──────── Extract to read ────────

But Pushing Daisies is reactionary in this as in so many other things, and uses a voiceover to brilliant effect. Just like the narrator in a children's story, the voice in Pushing Daisies patiently tells us all about what we can't see: the thoughts and feelings of the characters, the secrets they are keeping from one another, events in the past that affect what is about to happen, and perhaps most importantly, the supernatural rules that shape the world and guide the actions of the people in it. The narrator's quirks (his tendency to tell us the age of each character we meet, precise down to the hour; his insistence on referring to Ned as "the pie-maker" rather than by name; his introduction to each flashback with a curt "The facts are these") give him a personality -- arguably the strongest in the show -- which reinforces the idea that reality itself has an opinion on the events we're witnessing.
Such a move would have been very easy to botch. Today's viewers (and I would have counted myself among them before actually seeing the show) don't like to be talked at, and they don't like to be bored with backstory and psychologizing. Besides, even if the move hadn't been botched, it's still not to everyone's taste; just one small step sideways, and I could see all the things I find endearing about Pushing Daisies becoming immensely wanky and irritating. Though I'm completely smitten by the show, I would understand if you aren't.

────────

→ Task list:
A. In the commentary on Pushing Daisies, what curt phrase does the narrator use to introduce each flashback?
B. Translate this sentence from the commentary on Pushing Daisies into French: "Such a move would have been very easy to botch."
The material that comes after this commentary on Pushing Daisies is separate from it.

──────── Records supplied ────────

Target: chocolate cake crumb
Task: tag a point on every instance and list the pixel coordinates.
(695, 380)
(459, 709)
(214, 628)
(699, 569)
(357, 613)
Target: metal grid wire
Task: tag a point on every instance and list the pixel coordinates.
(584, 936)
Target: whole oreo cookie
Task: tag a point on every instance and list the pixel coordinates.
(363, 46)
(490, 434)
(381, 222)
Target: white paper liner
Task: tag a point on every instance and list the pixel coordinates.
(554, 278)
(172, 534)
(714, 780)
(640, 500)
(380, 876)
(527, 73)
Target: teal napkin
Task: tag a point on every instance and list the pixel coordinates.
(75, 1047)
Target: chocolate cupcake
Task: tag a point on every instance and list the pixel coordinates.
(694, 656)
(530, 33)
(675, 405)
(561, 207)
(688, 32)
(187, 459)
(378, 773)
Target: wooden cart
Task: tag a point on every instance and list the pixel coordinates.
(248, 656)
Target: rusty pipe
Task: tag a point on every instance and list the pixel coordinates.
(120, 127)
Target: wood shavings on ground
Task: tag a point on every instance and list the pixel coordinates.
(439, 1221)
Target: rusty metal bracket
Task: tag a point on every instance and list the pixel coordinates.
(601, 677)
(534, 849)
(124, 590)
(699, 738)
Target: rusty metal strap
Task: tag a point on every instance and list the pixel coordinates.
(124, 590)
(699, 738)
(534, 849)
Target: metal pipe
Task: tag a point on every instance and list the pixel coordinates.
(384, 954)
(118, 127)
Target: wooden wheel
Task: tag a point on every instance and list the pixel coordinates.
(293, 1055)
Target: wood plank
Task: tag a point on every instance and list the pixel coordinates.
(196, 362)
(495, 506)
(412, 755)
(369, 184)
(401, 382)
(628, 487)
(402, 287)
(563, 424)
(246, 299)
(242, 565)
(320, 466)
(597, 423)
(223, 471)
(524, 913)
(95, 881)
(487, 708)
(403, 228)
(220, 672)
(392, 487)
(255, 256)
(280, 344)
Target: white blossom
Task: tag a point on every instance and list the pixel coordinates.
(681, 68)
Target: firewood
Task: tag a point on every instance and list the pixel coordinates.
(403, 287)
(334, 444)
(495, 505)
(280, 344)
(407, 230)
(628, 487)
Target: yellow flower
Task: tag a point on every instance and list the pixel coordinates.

────────

→ Your responses:
A. "The facts are these."

B. Une telle démarche aurait été très facile à rater.